§ Fragment tekstu:
⟨
Felietony

21 lutego to Dzień Języka Ojczystego i tak się składa, że zawodowo zajmuję się moim językiem ojczystym – polskim – uczę obcokrajowców naszej pięknej mowy. Kiedy ktoś dowiaduje się, jaki jest mój zawód, reakcje są zazwyczaj dość podobne – „o, fajny zawód, nie trzeba żadnych studiów kończyć, bo przecież język znasz”, „ciekawa opcja, jak chcesz pracować z jakimś językiem, ale nie znasz języków obcych” czy „wchodzisz na lekcję, nie musisz się przygotowywać, po prostu gadasz, podoba mi się, też się tym zajmę”. Często też spotykam się z opinią, że polskiego może uczyć każdy Polak. Czy na pewno tak jest?

Z wykształcenia jestem filolożką języka rosyjskiego.

Któregoś pięknego dnia, kiedy coraz więcej osób zza naszej wschodniej granicy w celach zarobkowych przyjeżdżało do Polski, wpadłam na genialny pomysł – „będę uczyć polskiego”! Znam język moich uczniów, co nieco o gramatyce wiem, to idealne zajęcie dla mnie! Szybko zrozumiałam, że nie jest to takie proste. Ucząc się języka, oczekujemy wyjaśnień nieco bardziej szczegółowych niż „bo tak jest” – tego też oczekiwali moi uczniowie. Kiedy zadawali mi pytanie, dlaczego raz dla „ja” jest końcówka „m”, przykładowo „ja czytam”, a innym razem już „ę” – „ja lubię” – uśmiechałam się ładnie i oględnie odpowiadałam, że to zależy od czasownika, ale szczegóły może na innych zajęciach.
⟩
§ Części ćwiczenia:
a – Jaki dzień przypada 21 lutego według felietonu?
b – Zredaguj całość felietonu od słów „Z wykształcenia jestem” w dół aż po słowa „na innych zajęciach.”, zamieniając „rosyjskiego” na „ukraińskiego”.

Fragmenty danych o wskazaniach
⟨
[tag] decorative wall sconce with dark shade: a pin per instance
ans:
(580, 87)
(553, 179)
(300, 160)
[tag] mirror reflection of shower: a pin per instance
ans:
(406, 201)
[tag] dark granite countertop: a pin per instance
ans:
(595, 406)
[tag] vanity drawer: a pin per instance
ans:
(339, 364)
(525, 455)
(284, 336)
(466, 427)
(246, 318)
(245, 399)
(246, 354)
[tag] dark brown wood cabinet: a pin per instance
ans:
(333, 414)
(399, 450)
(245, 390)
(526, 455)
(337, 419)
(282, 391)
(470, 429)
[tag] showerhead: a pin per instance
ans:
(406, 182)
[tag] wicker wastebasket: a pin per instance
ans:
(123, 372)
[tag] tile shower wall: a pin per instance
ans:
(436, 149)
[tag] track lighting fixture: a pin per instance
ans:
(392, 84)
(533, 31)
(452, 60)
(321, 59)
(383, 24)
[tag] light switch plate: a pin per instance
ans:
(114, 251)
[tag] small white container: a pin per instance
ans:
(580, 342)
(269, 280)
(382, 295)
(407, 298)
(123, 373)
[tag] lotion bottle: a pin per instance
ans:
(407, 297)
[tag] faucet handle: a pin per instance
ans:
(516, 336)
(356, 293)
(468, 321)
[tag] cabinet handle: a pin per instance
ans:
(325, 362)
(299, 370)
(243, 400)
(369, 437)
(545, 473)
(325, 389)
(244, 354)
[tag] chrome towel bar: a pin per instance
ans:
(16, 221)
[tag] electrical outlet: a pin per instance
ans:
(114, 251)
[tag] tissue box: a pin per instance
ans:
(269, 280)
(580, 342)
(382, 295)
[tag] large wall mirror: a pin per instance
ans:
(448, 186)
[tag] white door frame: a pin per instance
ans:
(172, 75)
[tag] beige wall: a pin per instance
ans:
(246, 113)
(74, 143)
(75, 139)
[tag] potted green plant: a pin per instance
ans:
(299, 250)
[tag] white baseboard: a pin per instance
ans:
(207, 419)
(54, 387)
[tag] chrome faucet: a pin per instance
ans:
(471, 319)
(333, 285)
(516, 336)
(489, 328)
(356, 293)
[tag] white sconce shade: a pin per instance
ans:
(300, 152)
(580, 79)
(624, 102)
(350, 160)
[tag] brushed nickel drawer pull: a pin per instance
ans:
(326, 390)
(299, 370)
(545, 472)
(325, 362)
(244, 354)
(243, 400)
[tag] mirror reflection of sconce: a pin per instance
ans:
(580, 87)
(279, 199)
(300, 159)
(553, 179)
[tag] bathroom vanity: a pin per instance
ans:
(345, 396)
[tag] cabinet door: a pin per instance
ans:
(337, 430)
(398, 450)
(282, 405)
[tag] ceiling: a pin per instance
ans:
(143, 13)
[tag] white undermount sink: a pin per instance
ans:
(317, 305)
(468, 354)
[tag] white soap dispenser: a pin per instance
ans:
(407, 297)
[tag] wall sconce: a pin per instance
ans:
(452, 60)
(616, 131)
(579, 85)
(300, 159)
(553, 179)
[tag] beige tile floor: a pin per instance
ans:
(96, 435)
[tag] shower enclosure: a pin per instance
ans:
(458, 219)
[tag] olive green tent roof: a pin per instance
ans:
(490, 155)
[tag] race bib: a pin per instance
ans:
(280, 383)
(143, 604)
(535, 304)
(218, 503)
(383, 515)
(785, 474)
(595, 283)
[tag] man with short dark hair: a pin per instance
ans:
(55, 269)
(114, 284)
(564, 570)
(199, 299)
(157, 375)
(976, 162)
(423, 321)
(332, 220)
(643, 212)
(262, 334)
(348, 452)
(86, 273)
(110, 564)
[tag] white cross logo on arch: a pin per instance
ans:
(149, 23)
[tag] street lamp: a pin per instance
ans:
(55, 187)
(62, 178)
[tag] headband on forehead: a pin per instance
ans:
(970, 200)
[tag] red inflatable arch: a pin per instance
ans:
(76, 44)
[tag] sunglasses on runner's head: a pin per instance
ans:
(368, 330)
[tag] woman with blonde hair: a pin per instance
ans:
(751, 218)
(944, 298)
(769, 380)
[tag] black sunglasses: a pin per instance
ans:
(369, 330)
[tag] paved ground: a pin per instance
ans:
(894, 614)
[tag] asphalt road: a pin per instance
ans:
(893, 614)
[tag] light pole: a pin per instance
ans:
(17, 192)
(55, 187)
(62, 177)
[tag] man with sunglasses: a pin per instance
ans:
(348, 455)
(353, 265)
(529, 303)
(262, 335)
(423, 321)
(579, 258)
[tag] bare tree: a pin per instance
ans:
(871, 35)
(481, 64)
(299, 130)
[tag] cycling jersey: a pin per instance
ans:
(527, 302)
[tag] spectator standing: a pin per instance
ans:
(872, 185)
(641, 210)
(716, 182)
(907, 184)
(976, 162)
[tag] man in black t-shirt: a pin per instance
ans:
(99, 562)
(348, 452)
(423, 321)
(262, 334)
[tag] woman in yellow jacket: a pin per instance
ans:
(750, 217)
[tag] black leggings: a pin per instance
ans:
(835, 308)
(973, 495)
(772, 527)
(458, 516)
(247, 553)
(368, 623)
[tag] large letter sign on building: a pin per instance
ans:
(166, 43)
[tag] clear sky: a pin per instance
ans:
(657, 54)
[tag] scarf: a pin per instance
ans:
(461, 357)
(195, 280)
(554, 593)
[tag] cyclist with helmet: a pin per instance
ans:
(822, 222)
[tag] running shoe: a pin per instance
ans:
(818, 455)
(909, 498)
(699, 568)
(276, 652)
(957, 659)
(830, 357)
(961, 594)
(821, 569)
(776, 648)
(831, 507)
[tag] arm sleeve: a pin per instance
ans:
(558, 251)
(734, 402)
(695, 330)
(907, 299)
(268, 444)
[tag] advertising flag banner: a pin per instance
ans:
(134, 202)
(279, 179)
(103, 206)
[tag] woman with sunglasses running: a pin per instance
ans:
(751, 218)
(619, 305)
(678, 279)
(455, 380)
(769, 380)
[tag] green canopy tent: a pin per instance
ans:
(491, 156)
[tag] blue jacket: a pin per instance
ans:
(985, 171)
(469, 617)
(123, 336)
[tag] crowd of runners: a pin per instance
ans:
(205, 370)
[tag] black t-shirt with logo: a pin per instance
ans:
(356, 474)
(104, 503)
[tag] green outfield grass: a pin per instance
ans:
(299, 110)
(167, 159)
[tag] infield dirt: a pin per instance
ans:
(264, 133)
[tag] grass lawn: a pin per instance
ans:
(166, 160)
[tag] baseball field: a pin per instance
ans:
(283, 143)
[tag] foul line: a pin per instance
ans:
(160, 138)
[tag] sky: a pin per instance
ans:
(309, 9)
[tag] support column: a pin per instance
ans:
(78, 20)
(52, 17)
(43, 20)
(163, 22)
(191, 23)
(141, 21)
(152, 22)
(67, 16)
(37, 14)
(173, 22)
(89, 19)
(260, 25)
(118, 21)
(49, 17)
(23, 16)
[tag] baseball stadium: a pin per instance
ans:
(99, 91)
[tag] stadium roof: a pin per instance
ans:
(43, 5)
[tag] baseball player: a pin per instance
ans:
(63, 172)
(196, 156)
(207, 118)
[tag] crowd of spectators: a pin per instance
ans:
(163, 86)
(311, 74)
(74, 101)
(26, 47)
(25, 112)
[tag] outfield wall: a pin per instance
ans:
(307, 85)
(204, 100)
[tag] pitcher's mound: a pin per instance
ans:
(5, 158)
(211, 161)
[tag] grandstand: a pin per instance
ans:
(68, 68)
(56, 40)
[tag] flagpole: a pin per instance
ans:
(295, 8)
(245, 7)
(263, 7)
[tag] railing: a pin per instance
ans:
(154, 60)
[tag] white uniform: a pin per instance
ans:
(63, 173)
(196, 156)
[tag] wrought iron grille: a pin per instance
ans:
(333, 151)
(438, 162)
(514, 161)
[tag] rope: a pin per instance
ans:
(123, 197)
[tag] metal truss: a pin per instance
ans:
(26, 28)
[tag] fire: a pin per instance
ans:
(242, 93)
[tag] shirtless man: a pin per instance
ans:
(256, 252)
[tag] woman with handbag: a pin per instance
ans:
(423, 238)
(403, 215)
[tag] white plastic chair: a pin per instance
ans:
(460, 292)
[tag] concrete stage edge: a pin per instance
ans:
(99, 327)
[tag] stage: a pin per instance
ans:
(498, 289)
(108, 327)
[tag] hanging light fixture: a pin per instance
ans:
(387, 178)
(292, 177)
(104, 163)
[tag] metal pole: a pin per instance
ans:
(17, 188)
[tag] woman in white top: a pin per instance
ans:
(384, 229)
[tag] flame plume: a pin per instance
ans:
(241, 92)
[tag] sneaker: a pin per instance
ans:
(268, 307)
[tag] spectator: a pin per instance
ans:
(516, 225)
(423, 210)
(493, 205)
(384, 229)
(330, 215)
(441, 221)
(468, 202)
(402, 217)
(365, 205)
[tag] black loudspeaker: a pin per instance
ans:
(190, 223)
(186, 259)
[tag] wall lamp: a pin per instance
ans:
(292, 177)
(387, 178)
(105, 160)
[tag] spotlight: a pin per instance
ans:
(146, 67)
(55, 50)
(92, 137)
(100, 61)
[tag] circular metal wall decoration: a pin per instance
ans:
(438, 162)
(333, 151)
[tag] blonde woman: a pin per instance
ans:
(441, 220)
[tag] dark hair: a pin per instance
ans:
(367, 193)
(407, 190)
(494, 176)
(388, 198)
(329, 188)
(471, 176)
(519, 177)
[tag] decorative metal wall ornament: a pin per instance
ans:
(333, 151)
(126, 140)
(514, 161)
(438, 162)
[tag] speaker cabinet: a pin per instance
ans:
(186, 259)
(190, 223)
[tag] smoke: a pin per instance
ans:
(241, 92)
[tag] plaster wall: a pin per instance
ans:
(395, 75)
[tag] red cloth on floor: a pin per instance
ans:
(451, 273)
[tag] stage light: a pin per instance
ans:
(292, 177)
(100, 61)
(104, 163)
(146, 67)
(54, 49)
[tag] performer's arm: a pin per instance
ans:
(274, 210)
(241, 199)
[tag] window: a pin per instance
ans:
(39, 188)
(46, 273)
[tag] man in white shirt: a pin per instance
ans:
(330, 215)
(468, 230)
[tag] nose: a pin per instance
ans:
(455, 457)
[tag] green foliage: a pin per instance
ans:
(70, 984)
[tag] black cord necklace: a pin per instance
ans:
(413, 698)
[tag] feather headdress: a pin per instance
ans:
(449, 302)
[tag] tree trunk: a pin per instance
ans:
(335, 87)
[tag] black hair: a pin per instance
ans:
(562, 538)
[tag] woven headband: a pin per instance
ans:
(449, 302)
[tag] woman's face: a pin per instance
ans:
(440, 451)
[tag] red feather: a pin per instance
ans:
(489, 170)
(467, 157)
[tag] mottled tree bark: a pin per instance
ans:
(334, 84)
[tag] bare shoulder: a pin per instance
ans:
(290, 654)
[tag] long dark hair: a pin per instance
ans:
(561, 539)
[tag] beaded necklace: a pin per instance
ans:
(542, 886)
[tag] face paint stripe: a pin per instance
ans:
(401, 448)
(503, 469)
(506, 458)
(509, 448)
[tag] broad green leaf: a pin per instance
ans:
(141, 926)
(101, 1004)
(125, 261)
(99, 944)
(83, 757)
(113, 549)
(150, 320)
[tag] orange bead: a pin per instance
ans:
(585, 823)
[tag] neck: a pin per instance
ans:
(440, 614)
⟩
§ Wyniki po kolei:
a – Dzień Języka Ojczystego.

b –
Z wykształcenia jestem filolożką języka ukraińskiego.

Któregoś pięknego dnia, kiedy coraz więcej osób zza naszej wschodniej granicy w celach zarobkowych przyjeżdżało do Polski, wpadłam na genialny pomysł – „będę uczyć polskiego”! Znam język moich uczniów, co nieco o gramatyce wiem, to idealne zajęcie dla mnie! Szybko zrozumiałam, że nie jest to takie proste. Ucząc się języka, oczekujemy wyjaśnień nieco bardziej szczegółowych niż „bo tak jest” – tego też oczekiwali moi uczniowie. Kiedy zadawali mi pytanie, dlaczego raz dla „ja” jest końcówka „m”, przykładowo „ja czytam”, a innym razem już „ę” – „ja lubię” – uśmiechałam się ładnie i oględnie odpowiadałam, że to zależy od czasownika, ale szczegóły może na innych zajęciach.